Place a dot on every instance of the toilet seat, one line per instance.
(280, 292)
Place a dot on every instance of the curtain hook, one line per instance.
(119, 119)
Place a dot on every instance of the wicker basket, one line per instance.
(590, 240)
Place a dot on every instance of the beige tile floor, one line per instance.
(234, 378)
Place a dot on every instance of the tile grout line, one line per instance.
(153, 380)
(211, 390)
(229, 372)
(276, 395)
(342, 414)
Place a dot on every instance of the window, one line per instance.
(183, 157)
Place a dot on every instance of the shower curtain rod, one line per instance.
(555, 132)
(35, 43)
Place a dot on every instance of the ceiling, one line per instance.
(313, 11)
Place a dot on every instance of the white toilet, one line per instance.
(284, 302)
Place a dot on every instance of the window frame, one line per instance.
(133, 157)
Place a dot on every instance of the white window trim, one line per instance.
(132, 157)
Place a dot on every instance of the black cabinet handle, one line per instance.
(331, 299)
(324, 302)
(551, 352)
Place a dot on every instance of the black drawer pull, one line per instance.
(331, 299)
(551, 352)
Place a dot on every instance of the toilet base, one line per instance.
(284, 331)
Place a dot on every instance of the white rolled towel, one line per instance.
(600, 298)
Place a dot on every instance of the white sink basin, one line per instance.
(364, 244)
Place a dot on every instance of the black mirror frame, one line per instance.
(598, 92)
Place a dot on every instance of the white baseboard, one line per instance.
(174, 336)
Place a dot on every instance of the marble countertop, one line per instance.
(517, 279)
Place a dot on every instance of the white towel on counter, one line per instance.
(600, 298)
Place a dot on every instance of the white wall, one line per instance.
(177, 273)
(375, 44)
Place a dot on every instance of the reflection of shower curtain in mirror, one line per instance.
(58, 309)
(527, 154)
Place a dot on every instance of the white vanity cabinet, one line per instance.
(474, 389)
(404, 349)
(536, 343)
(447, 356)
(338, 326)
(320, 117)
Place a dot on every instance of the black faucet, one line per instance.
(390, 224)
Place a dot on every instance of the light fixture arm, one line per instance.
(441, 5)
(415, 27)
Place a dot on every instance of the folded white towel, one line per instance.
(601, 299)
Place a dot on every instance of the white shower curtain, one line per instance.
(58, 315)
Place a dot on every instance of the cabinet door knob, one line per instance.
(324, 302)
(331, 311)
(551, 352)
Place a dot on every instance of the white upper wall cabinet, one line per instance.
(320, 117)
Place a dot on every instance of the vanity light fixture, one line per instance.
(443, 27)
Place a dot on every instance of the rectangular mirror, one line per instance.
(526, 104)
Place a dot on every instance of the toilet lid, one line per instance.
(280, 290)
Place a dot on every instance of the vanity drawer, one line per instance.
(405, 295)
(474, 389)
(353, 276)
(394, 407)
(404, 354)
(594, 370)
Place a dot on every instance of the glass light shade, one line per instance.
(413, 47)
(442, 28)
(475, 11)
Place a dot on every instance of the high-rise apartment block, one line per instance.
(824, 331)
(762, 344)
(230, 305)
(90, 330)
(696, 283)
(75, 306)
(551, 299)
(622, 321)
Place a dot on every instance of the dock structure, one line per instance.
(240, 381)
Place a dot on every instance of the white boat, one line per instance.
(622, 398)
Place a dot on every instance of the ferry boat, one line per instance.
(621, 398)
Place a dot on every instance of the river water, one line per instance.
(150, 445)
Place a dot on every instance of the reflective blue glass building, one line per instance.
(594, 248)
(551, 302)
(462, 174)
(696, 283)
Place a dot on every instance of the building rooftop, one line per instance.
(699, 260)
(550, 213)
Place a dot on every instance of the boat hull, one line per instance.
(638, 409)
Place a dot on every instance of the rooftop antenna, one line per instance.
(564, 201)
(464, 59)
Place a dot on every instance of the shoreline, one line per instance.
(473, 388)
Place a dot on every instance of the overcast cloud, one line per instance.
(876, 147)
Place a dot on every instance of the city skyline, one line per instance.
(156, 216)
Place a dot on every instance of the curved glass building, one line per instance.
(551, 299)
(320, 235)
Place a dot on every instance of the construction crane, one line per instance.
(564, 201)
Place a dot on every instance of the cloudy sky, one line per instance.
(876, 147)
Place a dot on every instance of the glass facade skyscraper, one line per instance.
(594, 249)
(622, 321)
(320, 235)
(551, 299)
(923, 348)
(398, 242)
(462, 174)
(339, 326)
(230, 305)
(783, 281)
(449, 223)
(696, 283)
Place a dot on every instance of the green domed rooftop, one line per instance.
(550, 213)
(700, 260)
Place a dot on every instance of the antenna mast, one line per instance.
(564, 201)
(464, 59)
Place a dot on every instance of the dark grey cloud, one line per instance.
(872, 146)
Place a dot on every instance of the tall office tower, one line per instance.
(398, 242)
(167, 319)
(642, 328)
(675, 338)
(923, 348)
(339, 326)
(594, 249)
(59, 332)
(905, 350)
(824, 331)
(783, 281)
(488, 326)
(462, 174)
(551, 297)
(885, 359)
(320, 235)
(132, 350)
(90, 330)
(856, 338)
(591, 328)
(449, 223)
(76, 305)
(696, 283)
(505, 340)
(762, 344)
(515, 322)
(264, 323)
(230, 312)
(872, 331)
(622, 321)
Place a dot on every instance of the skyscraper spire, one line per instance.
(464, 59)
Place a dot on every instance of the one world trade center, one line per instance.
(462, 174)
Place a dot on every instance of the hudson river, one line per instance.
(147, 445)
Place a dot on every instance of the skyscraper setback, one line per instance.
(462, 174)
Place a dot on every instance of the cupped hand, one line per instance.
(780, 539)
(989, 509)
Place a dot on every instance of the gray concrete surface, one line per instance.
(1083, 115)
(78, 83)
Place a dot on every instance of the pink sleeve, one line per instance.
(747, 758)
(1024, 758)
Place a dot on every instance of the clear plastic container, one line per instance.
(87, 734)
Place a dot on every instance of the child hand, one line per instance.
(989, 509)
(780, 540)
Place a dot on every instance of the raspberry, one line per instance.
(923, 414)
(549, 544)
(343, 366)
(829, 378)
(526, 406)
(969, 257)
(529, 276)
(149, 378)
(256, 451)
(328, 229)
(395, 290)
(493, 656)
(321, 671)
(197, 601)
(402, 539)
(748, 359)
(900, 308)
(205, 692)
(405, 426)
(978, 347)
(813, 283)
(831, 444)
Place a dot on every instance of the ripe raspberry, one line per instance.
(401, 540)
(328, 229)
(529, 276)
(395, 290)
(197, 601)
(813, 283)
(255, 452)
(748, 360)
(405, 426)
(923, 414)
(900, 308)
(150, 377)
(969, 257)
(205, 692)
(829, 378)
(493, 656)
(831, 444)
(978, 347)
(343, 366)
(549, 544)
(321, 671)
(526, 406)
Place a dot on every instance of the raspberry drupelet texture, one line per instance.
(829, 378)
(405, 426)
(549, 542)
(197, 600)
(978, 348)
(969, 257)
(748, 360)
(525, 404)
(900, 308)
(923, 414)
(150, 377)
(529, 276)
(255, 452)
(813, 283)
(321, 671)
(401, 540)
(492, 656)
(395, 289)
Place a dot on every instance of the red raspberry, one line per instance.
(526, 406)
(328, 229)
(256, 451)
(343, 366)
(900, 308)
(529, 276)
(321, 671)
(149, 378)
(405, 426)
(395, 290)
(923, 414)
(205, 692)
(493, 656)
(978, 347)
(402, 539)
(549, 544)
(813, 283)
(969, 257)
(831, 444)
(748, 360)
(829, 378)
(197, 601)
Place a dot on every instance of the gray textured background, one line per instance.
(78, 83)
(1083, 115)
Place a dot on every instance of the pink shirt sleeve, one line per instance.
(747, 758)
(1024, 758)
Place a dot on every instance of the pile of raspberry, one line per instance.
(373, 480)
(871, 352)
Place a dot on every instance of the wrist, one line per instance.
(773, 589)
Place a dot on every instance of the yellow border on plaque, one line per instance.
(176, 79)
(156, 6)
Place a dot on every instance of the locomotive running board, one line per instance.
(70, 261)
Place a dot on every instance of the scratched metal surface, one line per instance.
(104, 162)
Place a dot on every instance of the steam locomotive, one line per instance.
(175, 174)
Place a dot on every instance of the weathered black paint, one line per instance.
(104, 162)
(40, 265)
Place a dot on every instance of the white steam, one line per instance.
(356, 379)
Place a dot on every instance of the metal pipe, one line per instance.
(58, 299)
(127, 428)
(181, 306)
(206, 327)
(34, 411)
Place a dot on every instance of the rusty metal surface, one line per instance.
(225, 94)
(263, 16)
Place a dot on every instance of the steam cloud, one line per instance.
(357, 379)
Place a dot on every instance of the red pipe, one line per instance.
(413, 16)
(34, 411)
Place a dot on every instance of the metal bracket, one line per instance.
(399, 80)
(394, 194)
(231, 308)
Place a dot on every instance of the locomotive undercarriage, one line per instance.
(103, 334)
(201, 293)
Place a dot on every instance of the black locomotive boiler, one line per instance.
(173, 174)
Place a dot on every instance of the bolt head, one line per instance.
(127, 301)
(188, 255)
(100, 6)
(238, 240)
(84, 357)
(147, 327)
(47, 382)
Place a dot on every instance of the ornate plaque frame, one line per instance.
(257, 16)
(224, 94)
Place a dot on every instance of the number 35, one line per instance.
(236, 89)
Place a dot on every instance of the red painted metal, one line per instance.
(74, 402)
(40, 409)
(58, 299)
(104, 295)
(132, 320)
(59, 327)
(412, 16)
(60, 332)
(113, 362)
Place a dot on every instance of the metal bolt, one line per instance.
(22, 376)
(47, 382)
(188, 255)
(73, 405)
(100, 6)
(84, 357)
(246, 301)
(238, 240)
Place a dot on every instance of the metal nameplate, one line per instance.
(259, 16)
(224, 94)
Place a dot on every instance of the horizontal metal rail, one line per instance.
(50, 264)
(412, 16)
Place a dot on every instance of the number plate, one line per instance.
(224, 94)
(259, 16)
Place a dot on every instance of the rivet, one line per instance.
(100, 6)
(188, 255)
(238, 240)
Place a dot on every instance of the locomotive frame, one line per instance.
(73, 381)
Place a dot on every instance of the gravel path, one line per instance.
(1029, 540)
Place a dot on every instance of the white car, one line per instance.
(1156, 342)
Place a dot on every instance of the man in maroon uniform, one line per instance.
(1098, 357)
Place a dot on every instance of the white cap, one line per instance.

__________________________________________________

What you need to do >> Take the line with "Place a dot on every instance of the ornate" and all lines after it to the last line, and reproduce them exactly.

Expected answer >>
Place a dot on every instance of the ornate plaque frame, one line per instance.
(257, 16)
(224, 94)
Place a dot on every instance of the number 35, one line per instance.
(236, 89)
Place a dot on every instance of the red painted metal, one line per instance.
(74, 402)
(40, 409)
(58, 299)
(104, 295)
(132, 320)
(59, 327)
(412, 16)
(60, 332)
(113, 362)
Place a dot on every instance of the metal bolt, one line per instance.
(22, 376)
(47, 382)
(188, 255)
(73, 405)
(100, 6)
(84, 357)
(246, 301)
(238, 240)
Place a dot on every instance of the metal nameplate, one line per instance.
(259, 16)
(224, 94)
Place a dot on every instance of the horizontal metal rail, one line per instance.
(50, 264)
(412, 16)
Place a dot on every instance of the number plate, one line per instance.
(224, 94)
(259, 16)
Place a dot on every instance of the rivet, one line per instance.
(100, 6)
(188, 255)
(238, 240)
Place a dot on every instance of the locomotive frame, one line per instance.
(73, 381)
Place a dot on every instance of the gravel path, one line per instance.
(1029, 540)
Place a dot on every instance of the white car, one line per instance.
(1156, 342)
Place a dot on every instance of the man in maroon uniform, one line per instance.
(1098, 357)
Place a dot on every instance of the white cap, one line per instance.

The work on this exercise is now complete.